_Problem details:_
Locate the line that contains "Target: green lily pad" in the data that follows. Copy it and every subsequent line to the end, exactly, excluding pictures.

- - -

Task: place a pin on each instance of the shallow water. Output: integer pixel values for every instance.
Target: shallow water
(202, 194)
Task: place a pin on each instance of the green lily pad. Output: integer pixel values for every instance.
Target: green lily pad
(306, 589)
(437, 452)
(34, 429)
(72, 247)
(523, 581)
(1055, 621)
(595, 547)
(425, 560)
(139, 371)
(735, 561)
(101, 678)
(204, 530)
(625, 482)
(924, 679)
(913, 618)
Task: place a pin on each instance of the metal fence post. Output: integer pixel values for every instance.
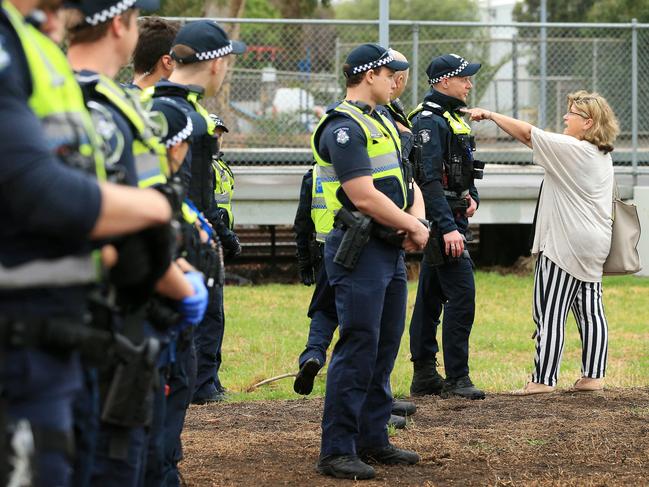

- - -

_Exercise output:_
Target: green lily pad
(306, 589)
(437, 452)
(34, 429)
(72, 247)
(523, 581)
(1055, 621)
(595, 547)
(425, 560)
(139, 371)
(735, 561)
(101, 678)
(204, 530)
(625, 482)
(924, 679)
(913, 618)
Task: place a pin on each instance of the metal fence post. Output: integer pixel values for every instance.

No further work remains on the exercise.